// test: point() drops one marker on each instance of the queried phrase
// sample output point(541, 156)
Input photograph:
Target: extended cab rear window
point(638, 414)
☆ ☆ ☆ ☆ ☆ ☆ ☆
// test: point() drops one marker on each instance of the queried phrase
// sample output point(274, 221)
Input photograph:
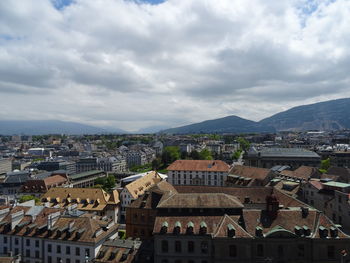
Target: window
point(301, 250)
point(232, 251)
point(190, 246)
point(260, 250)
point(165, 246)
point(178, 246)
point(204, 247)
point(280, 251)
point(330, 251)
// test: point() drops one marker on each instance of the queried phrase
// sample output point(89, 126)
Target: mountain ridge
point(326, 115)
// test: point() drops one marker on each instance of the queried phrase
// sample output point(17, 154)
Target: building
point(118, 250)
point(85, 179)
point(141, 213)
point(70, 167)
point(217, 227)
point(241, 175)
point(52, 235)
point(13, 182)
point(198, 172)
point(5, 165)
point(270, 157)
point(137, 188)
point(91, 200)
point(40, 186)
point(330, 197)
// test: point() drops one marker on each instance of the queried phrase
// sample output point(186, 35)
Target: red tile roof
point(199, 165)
☆ ☆ ☆ ☆ ☆ ☆ ☆
Short exercise -
Count the lines of the material above that contain the string "output", matching case exactly. Reply with the number alone.

Task solution -
5